• [Verilen Görev 1]: Aşağıdaki seçilen bölümde “Bu çürümeden bir an önce” sözleriyle başlayan paragrafı, temel bilgilerini koruyarak kısa bir madde listesine dönüştürün.

· · ·

Tüm bu sorunların ilginç bir şekilde en yoğun yansıdığı coğrafya kuşkusuz Ortadoğu ve Türkiye. Nedeni de Türkiye’deki neo-faşist iktidar bu iklimden olabildiğince yararlanma peşinde oluşudur. Başlı başına bir kriz iktidarı olan Erdoğan sistemi iktidarını ayakta tutabilmek adına krizleri elindeki körükle besliyor. Bugünkü iktidarın ana stratejisi kriz ve çözümsüzlük üretimidir. Küresel bürokrasinin ve sermayenin bu kriz makinesine destek olması Türkiye ve Ortadoğu halkları için katlanılması mümkün olmayan maliyetler yaratmaya devam ediyor.

Türkiye bu buhranlı atmosferden kendi hesaplarına uygun gelişmeler bekliyor. Yayılmacı politikalarını hayata geçirebilmek, Kürt meselesini çözümsüz kılarak mevcut ulus devlet sistemini sürdürebilir kılmak, oligarşik sermaye yapılanmasına uygun sömürü ve talan düzenini kalıcılaştırmak başlıca arzusu. İktidar bu senaryoyu sürdürmek adına bir yandan seçimli neo-faşist sistemi kurumlaştırırken, ahlaken yaşanan tüm çöküntü sahnelerini meşru göstermeyi de ihmal etmiyor. Sadece ekonomik ve siyasal bir çöküş değil, toplumun ahlaki değerlerindeki yozlaşma telafisi güç bir geleceği bize hazırlıyor.

Bu çürümeden bir an önce kurtulmak gerekiyor. Bunun birinci yolu iktidarı devirebilecek bir muhalefet hareketinin acilen hayata geçmesi gerekliliğidir. Çürümenin başlıca nedeni Kürt düşmanlığına dayalı kalıcılaşmış savaş stratejisidir. Bu savaşı sonlandırmaksızın demokratik bir geleceği inşa etmek mümkün değil. Kürt barışının sağlanması demokratik sistem adına birincil öneme sahip adımdır. Bu nedenle muhalefet hareketi bir barış hareketi olmak zorundadır. Siyasi, toplumsal ve ekonomik barışın yolu Kürt meselesini kalıcı bir çözüme kavuşturabilecek barış mücadelesinden geçmektedir.

· · ·

• [Verilen Görev 2]: Aşağıdaki listenin en başından "158 79 L 159" ifadesini içeren satıra kadar uzanan satırları, iki uç da dahil olmak üzere harfi harfine alıntılayın.

· · ·

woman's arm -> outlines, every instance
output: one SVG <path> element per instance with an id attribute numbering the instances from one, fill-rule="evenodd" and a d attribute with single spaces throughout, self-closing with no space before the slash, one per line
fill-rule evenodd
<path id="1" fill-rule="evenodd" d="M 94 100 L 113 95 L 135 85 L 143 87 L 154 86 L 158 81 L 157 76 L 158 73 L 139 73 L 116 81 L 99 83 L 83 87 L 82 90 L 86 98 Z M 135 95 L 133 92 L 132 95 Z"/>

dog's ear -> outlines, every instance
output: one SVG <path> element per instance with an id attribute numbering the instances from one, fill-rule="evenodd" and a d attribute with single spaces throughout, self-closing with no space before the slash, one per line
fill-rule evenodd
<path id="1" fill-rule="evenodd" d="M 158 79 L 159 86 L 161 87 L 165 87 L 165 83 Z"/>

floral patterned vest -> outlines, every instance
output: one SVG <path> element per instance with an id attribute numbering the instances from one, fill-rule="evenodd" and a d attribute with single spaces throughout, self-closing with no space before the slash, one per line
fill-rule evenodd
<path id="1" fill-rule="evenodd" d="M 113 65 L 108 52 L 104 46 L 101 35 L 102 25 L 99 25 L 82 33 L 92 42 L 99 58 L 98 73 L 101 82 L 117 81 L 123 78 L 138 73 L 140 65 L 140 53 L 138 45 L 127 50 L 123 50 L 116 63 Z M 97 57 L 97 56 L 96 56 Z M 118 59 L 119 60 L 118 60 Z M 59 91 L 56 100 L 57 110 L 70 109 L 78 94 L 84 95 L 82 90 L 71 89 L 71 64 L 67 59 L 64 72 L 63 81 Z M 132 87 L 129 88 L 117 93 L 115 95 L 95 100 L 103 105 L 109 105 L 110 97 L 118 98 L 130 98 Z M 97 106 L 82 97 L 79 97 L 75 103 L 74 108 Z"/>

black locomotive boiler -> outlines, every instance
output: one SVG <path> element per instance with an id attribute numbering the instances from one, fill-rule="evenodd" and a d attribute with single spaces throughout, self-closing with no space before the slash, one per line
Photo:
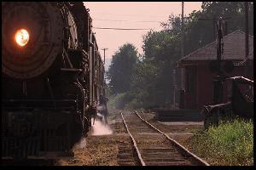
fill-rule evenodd
<path id="1" fill-rule="evenodd" d="M 83 3 L 2 3 L 2 159 L 62 152 L 106 104 Z"/>

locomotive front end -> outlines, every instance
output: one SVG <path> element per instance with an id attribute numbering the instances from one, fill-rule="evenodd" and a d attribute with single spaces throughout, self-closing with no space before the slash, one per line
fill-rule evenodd
<path id="1" fill-rule="evenodd" d="M 29 79 L 44 73 L 61 51 L 63 19 L 56 3 L 3 3 L 2 72 Z"/>

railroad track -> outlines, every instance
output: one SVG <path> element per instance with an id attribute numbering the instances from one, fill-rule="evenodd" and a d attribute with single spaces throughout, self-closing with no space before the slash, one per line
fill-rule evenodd
<path id="1" fill-rule="evenodd" d="M 121 116 L 143 166 L 209 166 L 134 111 Z"/>

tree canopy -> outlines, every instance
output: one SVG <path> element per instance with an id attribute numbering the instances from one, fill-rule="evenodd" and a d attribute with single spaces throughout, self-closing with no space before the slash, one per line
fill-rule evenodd
<path id="1" fill-rule="evenodd" d="M 201 8 L 202 10 L 193 11 L 184 17 L 184 55 L 215 41 L 213 18 L 216 21 L 220 16 L 224 19 L 227 34 L 238 29 L 245 31 L 244 2 L 203 2 Z M 249 34 L 253 35 L 253 3 L 248 3 L 248 20 Z M 135 48 L 127 48 L 127 45 L 113 58 L 113 65 L 109 69 L 110 84 L 115 93 L 125 93 L 126 105 L 130 107 L 172 103 L 172 71 L 181 59 L 181 16 L 171 14 L 168 21 L 161 26 L 162 31 L 151 30 L 144 35 L 141 60 L 137 60 Z M 180 84 L 179 71 L 177 70 L 177 86 Z"/>
<path id="2" fill-rule="evenodd" d="M 112 58 L 107 76 L 113 94 L 130 90 L 135 65 L 138 60 L 137 50 L 134 45 L 126 43 L 119 48 Z"/>

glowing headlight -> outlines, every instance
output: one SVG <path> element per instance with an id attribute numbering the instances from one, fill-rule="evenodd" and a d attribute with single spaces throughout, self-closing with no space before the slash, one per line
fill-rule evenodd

· · ·

• [Nihai Yanıt 1]:
- Çürümeden bir an önce kurtulmak gerekir.
- Bunun ilk yolu, iktidarı devirebilecek bir muhalefet hareketinin acilen hayata geçmesidir.
- Çürümenin başlıca nedeni, Kürt düşmanlığına dayalı kalıcılaşmış savaş stratejisidir.
- Bu savaş sonlandırılmadan demokratik bir gelecek inşa edilemez; Kürt barışının sağlanması demokratik sistem için birincil öneme sahiptir.
- Bu nedenle muhalefet hareketi bir barış hareketi olmak zorundadır.
- Siyasi, toplumsal ve ekonomik barışın yolu, Kürt meselesini kalıcı bir çözüme kavuşturabilecek barış mücadelesinden geçer.

• [Nihai Yanıt 2]:
woman's arm -> outlines, every instance
output: one SVG <path> element per instance with an id attribute numbering the instances from one, fill-rule="evenodd" and a d attribute with single spaces throughout, self-closing with no space before the slash, one per line
fill-rule evenodd
<path id="1" fill-rule="evenodd" d="M 94 100 L 113 95 L 135 85 L 143 87 L 154 86 L 158 81 L 157 76 L 158 73 L 139 73 L 116 81 L 99 83 L 83 87 L 82 90 L 86 98 Z M 135 95 L 133 92 L 132 95 Z"/>

dog's ear -> outlines, every instance
output: one SVG <path> element per instance with an id attribute numbering the instances from one, fill-rule="evenodd" and a d attribute with single spaces throughout, self-closing with no space before the slash, one per line
fill-rule evenodd
<path id="1" fill-rule="evenodd" d="M 158 79 L 159 86 L 161 87 L 165 87 L 165 83 Z"/>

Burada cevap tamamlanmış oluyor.